JD: Last year, George Mason's biggest keys were defensive rotations and shooting percentages. Have the emphasis on either or both of those changed?

AK: I actually don’t see the defense as one of the big issues right now. The defense has been passable (holding their opponent under 70 points in all but one game), while the offense has been a trainwreck, both in getting shots, and in making them. Even free throw shooting is an issue right now. As a team, the Patriots are shooting 59.3% from the charity stripe. Moore, Holloway, Edwards, and freshman center Trey Porter are a combined 41-58 while the rest of the team is shooting just 29-60.

The big key for Mason is to get good scoring chances. They need to limit turnovers, and then to take and make smart shots. They need to play an inside-out game and utilize their frontcourt depth in a way that last year’s team often didn’t have to do. They need made baskets. I know that sounds overly simplistic, but it’s been a struggle so far. The Patriots’ offense is 290th in the country at 61.2 points per game.

JD: Jalen Jenkins and Marquise Moore had impressive freshman seasons, and are now integral pieces to the Patriot puzzle. Does the offensive effort begin and end with them now as a result?

AK: The sophomores are off to disappointing starts to the season, although they’ve only played five games so it would be very unfair to draw any long term conclusions. It’s been very easy to forget how young they are, and it’s possible they don’t yet fully realize their own importance to the team’s success.

Jenkins has found himself in frequent foul trouble, which has limited his minutes per game to 22. Some of that is due to the team’s offensive struggles, and his very physical attempts to split double-teams and force his way to the rim, resulting in a number of offensive fouls. Moore had minor surgery on his knee in the offseason, and it’s not clear whether he’s 100% or not. He’s been very disruptive on defense, and he opened the season with an 8-point, 7-assist, 6-rebound performance against Cornell, but he’s had 7 assists and 14 turnovers since, with a pair of 1-point games. If Mason is to sustain any credibility on offense this season, both sophomores need to step up and provide some help for Holloway and Thompson.

JD: Here's the obligatory Paul Hewitt job security question: How hot is his seat in Fairfax, and what does he need to do to avoid losing his job?

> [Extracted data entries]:

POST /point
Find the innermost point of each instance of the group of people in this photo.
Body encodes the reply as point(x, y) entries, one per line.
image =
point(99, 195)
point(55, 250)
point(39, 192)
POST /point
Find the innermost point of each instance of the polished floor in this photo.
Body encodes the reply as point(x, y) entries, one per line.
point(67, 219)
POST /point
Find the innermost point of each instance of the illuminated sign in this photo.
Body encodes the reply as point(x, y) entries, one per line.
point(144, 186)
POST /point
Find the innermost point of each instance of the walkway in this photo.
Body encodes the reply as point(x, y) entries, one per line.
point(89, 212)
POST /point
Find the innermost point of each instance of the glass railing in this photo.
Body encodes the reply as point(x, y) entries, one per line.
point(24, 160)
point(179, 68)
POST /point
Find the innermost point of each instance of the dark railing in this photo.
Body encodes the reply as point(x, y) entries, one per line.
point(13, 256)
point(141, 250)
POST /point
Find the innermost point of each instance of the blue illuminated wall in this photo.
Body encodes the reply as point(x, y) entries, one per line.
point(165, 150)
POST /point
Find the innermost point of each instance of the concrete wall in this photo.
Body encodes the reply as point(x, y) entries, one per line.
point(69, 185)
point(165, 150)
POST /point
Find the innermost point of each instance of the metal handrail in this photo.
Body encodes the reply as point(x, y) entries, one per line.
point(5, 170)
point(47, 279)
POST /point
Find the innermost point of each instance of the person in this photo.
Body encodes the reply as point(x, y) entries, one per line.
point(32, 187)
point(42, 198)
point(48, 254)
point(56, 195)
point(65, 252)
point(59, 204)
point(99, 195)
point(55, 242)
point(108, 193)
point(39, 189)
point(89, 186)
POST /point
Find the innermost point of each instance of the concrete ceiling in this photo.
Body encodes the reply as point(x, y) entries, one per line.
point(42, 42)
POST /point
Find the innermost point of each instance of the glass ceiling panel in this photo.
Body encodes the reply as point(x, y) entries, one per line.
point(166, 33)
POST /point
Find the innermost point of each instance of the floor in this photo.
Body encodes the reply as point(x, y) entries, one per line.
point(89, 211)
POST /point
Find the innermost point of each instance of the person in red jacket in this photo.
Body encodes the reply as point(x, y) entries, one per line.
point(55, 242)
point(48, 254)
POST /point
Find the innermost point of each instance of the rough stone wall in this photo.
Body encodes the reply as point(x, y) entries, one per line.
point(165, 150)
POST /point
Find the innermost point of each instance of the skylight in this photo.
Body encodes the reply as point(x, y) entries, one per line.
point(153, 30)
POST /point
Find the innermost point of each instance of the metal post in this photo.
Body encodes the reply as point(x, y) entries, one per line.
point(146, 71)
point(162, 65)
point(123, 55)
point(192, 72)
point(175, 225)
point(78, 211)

> [TASKS TO COMPLETE]:
1. In the George Mason basketball interview, what free throw percentage is given for the Patriots as a team?
2. Turn the paragraph of the George Mason basketball interview that opens "The big key for Mason" into a short bulleted list that keeps its main facts.
3. Pick up the George Mason basketball interview after its last sentence and write the next part.

> [REPLIES]:
1. 59.3%

2.
- Mason's main need is to get good scoring chances.
- The team must limit turnovers, then take and make smart shots.
- It should play an inside-out game and use its frontcourt depth, which last year's team often didn't have to do.
- Scoring has been a struggle: the offense ranks 290th in the country at 61.2 points per game.

3.
AK: Let’s start with the facts: George Mason is 8-24 in Paul Hewitt’s last 32 games as head coach, and his roster is now entirely composed of players that he himself recruited. Your readers can fill in their own favorite temperature metaphor here. On paper, the team has a lot of individual talent, but they look disorganized and directionless when they take the court together. Hewitt can certainly recruit, but everything that happens leading up to and on gameday, from scouting and preparation to substitutions and play calling, has to be in question. 


To be fair, he’s trying to replace some very good seniors, he has six newcomers on his roster, and some of his upperclassmen were recruited for the CAA. Fitting all those pieces together obviously takes time. But there has to be forward progress evident at some point this season. This is year four, and his team is still making some of the same fundamental mistakes that they were making in years one, two, and three. There isn’t any time for more excuses. With his contract up after next season, this coming offseason will be when Mason either extends him, or moves in a new direction.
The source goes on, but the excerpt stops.